— begin Entries provided —

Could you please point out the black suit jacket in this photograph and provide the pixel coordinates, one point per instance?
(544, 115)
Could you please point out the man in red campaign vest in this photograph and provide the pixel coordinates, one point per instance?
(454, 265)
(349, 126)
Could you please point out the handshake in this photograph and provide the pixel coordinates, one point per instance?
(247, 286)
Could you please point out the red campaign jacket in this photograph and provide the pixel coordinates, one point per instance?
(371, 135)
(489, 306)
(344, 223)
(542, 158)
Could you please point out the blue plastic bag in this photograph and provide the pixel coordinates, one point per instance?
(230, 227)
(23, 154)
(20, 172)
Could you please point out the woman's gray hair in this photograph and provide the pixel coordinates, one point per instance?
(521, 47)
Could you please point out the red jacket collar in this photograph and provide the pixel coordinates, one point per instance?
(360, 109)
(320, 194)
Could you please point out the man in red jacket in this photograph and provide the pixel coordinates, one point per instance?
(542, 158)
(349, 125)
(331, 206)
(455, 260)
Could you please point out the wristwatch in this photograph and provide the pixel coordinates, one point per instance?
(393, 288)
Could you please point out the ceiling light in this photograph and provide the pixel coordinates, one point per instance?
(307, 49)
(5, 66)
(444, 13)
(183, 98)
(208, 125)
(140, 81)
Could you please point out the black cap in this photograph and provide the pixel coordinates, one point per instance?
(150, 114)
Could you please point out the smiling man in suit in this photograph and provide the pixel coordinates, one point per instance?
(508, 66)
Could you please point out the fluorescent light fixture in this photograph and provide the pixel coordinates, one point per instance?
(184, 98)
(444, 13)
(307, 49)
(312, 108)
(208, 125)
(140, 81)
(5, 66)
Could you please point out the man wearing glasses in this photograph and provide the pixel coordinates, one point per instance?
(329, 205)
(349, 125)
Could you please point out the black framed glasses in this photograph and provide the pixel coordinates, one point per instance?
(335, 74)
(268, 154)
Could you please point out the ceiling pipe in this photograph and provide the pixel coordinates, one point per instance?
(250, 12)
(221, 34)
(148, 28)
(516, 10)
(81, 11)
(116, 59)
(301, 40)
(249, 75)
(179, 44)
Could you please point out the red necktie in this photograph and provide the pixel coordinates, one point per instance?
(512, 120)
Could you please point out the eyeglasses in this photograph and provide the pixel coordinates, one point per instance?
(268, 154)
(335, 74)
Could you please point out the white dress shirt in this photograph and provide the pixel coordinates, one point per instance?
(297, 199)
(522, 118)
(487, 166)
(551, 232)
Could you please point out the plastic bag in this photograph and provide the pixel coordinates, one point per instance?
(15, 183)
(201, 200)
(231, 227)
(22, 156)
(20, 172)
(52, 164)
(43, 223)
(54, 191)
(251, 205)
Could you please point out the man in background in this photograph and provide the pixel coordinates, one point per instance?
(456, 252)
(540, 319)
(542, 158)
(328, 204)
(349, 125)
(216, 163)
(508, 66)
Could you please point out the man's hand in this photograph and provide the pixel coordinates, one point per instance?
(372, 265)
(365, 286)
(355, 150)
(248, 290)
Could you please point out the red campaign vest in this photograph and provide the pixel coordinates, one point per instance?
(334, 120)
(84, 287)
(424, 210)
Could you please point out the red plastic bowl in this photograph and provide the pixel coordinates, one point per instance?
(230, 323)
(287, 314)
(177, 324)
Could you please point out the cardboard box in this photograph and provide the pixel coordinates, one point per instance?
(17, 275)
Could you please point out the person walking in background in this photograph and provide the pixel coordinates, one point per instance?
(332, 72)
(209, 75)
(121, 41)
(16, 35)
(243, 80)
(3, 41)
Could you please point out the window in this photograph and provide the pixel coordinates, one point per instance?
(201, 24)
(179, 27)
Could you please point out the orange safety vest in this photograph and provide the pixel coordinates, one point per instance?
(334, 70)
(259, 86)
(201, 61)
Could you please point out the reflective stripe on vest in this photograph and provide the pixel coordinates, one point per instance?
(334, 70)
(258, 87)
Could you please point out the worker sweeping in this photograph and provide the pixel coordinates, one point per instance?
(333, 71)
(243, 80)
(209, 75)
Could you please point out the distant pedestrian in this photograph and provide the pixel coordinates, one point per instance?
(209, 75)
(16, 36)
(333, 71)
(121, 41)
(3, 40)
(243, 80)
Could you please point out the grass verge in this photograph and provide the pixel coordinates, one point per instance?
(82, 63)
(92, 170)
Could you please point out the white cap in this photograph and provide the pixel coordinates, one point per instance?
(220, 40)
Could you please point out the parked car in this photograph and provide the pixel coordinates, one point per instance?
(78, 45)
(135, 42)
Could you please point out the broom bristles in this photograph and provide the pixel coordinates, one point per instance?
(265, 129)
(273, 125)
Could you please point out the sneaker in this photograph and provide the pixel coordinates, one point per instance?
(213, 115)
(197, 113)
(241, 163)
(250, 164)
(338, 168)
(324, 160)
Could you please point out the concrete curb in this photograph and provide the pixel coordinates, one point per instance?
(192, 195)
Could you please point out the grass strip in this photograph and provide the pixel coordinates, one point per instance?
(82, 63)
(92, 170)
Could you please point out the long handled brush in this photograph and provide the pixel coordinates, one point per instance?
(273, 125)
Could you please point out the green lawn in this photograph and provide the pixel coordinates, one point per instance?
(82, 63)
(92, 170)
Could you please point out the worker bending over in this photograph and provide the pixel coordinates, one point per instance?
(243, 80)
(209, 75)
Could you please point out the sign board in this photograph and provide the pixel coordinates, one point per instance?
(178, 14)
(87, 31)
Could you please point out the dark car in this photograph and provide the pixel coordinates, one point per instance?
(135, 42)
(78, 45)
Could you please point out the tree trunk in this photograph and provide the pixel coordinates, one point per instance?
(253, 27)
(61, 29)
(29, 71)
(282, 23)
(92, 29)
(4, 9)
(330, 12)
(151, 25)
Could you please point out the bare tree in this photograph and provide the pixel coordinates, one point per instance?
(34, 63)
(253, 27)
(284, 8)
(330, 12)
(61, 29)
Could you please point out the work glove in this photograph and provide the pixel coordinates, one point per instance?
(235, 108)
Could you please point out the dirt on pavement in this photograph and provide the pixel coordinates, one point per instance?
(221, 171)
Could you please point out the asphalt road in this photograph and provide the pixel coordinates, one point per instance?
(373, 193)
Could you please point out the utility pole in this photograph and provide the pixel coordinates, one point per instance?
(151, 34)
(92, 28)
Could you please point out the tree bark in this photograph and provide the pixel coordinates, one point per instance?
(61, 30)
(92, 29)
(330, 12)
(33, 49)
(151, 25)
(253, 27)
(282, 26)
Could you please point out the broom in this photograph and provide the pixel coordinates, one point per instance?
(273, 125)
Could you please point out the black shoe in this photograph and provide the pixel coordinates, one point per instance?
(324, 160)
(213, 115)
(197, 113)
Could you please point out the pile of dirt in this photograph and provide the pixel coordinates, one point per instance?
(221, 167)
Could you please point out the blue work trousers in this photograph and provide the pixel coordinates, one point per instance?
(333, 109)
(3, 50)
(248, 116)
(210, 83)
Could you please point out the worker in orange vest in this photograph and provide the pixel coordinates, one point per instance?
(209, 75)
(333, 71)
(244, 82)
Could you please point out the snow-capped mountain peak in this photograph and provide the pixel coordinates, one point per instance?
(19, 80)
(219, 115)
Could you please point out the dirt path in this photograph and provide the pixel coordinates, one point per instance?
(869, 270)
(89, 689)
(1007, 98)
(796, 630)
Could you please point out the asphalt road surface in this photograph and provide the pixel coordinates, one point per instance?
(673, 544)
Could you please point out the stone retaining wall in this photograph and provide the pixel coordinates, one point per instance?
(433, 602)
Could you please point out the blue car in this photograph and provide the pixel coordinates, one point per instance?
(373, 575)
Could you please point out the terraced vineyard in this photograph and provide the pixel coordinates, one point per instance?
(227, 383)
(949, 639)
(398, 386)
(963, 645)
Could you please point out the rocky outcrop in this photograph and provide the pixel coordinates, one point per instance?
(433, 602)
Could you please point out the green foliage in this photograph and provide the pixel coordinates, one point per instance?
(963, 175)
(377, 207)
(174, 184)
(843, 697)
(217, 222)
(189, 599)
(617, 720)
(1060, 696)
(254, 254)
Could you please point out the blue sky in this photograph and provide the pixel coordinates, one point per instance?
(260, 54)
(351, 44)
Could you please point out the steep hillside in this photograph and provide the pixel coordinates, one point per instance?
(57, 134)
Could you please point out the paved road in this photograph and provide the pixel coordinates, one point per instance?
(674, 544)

— end Entries provided —

Transcribe, word for word, every line from the one containing "Could you please point out the blue work" through the final line of the entries, and nothing else.

* Written answer:
Could you please point out the blue work trousers in this photograph and provide the pixel coordinates, one point per instance?
(333, 109)
(3, 50)
(248, 116)
(210, 83)
Could you please point out the worker in orange vest in this photograph and provide the pixel coordinates, one point per instance?
(209, 75)
(333, 71)
(244, 82)
Could you please point out the snow-capped mountain peak in this photograph and provide the pixel coordinates, one point per instance?
(19, 80)
(219, 115)
Could you please point out the dirt path in this photograph and provide the pixel coordinates, one point per instance?
(869, 270)
(89, 689)
(1007, 98)
(796, 630)
Could you please point out the asphalt road surface in this photograph and provide the pixel coordinates, one point per instance?
(673, 544)
Could you please point out the stone retaining wall in this photograph and provide the pixel coordinates, one point per instance?
(433, 602)
Could you please point out the blue car in this photograph and provide the pixel coordinates, one point per instance?
(373, 575)
Could you please point out the terraced vineyard in this photograph and provide the pixel coordinates, one point per instance?
(227, 383)
(949, 639)
(398, 386)
(963, 645)
Could you please point out the rocky outcrop in this photograph and provide the pixel coordinates, one point per instance?
(433, 602)
Could you please point out the green foliage in this photograph and provide the pixel coordinates, one point per instance?
(963, 175)
(377, 207)
(174, 184)
(843, 697)
(217, 222)
(189, 599)
(617, 720)
(1060, 696)
(254, 254)
Could you please point out the blue sky in this photograph and provide the pixel coordinates, one point per instance?
(260, 54)
(351, 44)
Could you please point out the steep hillside in this photograph and provide the pixel coordinates, one point per instance?
(57, 134)
Could you please point out the paved road in this photograph and provide the pixel coordinates, one point per instance?
(674, 544)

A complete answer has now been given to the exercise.